--- Aim of the task ---
Whenever a line of the records below contains the word "screen", copy that line.

--- Source material ---
•••••
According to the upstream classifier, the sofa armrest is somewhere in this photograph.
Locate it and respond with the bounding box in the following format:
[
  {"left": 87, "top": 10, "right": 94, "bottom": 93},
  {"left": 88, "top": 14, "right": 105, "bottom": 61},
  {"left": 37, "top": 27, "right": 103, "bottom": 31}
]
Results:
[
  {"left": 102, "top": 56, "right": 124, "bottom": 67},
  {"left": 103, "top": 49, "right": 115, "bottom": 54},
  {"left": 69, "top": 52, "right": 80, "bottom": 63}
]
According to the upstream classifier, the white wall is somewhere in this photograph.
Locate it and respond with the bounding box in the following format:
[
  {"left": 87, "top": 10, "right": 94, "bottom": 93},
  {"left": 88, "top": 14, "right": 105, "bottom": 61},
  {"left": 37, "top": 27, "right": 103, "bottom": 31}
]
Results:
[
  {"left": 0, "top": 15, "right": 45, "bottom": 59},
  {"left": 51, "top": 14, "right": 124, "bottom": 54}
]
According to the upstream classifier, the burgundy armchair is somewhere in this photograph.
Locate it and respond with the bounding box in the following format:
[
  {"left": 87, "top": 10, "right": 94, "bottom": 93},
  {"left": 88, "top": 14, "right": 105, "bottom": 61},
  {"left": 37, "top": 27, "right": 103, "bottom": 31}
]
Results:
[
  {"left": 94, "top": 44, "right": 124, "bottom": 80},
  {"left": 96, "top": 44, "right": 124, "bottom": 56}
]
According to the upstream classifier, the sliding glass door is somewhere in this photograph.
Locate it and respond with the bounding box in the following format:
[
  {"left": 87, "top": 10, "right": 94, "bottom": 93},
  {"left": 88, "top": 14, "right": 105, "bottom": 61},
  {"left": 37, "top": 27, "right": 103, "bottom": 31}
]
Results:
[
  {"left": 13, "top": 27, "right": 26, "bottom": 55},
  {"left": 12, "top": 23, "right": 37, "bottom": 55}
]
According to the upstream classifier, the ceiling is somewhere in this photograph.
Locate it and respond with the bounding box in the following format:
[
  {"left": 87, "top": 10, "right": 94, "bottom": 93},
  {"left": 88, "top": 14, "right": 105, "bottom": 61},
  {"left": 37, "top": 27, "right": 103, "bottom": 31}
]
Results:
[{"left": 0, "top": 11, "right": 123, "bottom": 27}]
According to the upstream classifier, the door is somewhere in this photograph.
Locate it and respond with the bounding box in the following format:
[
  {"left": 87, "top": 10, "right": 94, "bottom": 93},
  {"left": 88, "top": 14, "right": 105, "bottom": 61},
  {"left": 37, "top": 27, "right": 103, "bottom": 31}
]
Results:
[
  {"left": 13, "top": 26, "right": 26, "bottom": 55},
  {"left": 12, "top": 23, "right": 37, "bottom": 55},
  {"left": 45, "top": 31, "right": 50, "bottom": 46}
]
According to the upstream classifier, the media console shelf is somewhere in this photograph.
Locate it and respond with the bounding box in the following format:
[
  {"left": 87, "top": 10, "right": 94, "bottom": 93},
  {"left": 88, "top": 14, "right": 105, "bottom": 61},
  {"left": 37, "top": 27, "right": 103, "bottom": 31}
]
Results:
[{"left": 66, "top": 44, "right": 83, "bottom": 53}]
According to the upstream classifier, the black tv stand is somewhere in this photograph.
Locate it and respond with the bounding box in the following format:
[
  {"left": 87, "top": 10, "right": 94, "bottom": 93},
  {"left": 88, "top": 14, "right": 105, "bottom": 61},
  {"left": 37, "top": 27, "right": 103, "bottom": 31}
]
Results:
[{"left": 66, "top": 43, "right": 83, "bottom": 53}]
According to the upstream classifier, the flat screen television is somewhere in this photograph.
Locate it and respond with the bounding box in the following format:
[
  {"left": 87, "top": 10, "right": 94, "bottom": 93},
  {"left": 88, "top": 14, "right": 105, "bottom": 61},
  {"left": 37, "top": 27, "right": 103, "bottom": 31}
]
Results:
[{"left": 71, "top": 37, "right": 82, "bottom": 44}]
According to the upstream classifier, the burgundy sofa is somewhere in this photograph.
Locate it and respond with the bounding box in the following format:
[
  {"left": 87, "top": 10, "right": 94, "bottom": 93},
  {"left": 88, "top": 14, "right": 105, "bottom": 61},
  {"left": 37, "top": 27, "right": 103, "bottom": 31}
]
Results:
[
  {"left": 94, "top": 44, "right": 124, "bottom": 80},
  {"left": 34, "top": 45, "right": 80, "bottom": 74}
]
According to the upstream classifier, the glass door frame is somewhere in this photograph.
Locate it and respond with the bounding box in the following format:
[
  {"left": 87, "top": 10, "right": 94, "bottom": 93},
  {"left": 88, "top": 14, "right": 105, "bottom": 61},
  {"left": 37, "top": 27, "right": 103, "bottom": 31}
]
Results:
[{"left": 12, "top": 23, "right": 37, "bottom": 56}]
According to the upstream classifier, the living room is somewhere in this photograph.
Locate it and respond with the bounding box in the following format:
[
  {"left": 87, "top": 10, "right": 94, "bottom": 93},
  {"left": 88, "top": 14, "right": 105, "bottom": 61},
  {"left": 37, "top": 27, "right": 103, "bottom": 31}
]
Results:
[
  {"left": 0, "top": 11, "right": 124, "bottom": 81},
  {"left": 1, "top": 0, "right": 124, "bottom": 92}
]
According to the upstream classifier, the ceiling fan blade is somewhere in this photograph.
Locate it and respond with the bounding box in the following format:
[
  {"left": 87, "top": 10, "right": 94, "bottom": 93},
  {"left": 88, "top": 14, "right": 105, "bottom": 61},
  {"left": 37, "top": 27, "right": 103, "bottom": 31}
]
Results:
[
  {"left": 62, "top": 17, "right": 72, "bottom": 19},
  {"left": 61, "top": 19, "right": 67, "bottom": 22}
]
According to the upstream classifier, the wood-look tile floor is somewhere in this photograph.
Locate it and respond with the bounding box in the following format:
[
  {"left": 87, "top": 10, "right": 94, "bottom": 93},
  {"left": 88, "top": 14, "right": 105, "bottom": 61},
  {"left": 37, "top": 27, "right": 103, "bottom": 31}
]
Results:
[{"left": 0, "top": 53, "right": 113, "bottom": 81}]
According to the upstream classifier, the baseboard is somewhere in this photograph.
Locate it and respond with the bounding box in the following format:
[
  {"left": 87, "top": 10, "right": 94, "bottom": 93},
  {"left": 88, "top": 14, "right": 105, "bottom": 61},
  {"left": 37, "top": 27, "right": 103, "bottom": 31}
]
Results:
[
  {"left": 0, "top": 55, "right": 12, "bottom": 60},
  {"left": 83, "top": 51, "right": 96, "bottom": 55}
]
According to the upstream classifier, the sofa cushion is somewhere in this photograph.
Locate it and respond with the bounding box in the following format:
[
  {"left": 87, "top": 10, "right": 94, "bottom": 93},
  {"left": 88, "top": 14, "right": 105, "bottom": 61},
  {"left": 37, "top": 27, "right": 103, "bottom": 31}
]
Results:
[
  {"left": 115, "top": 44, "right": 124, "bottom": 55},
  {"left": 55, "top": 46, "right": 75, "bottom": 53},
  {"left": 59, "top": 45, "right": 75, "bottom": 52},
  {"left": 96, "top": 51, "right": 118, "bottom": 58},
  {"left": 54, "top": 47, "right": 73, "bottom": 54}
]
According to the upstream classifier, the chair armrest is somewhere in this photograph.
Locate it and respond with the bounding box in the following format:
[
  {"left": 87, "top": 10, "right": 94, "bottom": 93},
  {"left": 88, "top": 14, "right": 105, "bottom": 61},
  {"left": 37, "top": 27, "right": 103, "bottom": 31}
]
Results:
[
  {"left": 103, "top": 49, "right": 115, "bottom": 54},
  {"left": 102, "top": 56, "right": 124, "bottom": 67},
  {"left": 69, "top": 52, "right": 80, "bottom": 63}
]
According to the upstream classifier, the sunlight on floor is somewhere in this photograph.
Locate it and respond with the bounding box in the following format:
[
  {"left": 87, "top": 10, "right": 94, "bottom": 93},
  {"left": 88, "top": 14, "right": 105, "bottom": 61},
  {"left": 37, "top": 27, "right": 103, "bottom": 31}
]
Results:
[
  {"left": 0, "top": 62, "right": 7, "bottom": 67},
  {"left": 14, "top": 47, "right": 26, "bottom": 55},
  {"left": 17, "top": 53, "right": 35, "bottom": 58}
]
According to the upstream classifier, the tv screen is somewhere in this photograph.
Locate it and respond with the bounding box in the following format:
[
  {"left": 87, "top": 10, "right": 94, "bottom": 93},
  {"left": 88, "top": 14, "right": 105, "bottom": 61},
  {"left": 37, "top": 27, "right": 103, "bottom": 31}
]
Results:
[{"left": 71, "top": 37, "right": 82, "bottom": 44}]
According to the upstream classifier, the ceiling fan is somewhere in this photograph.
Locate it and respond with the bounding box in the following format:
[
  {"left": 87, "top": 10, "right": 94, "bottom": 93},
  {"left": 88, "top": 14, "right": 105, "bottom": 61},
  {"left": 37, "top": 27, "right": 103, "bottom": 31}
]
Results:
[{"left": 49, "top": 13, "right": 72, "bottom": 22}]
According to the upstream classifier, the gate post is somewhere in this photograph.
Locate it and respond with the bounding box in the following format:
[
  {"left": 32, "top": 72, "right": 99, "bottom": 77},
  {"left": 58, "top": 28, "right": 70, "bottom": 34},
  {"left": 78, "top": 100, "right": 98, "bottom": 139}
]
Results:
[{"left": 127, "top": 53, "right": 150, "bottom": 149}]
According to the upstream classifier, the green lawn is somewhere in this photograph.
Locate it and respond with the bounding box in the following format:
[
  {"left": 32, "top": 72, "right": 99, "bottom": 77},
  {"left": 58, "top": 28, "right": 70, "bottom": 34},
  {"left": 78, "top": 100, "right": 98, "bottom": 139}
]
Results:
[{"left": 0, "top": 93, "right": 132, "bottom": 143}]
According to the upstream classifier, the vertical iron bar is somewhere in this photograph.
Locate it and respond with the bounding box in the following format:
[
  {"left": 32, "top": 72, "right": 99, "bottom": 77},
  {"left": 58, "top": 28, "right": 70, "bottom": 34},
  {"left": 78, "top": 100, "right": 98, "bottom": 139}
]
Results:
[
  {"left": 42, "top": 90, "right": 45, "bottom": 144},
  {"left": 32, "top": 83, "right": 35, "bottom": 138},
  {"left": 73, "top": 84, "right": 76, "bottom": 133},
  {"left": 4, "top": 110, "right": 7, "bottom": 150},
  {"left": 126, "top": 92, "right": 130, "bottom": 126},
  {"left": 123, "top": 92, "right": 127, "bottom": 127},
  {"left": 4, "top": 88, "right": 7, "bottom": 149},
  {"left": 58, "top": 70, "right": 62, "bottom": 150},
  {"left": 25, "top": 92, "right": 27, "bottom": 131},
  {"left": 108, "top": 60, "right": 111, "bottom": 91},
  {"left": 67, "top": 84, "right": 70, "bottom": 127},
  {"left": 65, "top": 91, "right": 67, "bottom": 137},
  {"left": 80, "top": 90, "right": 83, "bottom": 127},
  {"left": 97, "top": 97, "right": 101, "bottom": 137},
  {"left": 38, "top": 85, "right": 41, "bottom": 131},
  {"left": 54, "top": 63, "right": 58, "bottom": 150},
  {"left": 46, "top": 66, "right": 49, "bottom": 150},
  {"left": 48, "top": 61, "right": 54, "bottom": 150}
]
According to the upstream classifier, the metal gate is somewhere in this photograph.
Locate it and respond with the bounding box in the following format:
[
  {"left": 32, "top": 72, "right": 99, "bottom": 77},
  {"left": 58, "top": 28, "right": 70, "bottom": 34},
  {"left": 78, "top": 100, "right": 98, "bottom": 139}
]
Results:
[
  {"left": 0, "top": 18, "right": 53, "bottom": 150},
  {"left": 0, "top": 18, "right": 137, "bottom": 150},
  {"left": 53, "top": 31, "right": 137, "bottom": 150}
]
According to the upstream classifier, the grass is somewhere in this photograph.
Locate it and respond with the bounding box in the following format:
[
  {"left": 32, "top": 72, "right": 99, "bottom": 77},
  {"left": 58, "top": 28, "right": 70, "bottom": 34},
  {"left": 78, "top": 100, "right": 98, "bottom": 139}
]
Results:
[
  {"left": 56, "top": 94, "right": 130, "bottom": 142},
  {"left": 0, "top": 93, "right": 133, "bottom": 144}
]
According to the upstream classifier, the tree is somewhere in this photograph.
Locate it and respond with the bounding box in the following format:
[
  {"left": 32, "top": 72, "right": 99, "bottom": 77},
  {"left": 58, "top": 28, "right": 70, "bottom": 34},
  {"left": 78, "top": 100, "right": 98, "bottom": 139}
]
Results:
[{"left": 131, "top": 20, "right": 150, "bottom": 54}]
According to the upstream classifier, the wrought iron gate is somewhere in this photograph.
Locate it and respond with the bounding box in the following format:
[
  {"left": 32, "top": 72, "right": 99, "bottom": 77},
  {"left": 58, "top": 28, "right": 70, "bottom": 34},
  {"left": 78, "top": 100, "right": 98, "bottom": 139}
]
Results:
•••••
--- Response ---
According to the upstream classifier, the flat screen television is somewhere in this photograph.
According to the upstream classifier, the tv screen is somewhere in this photograph.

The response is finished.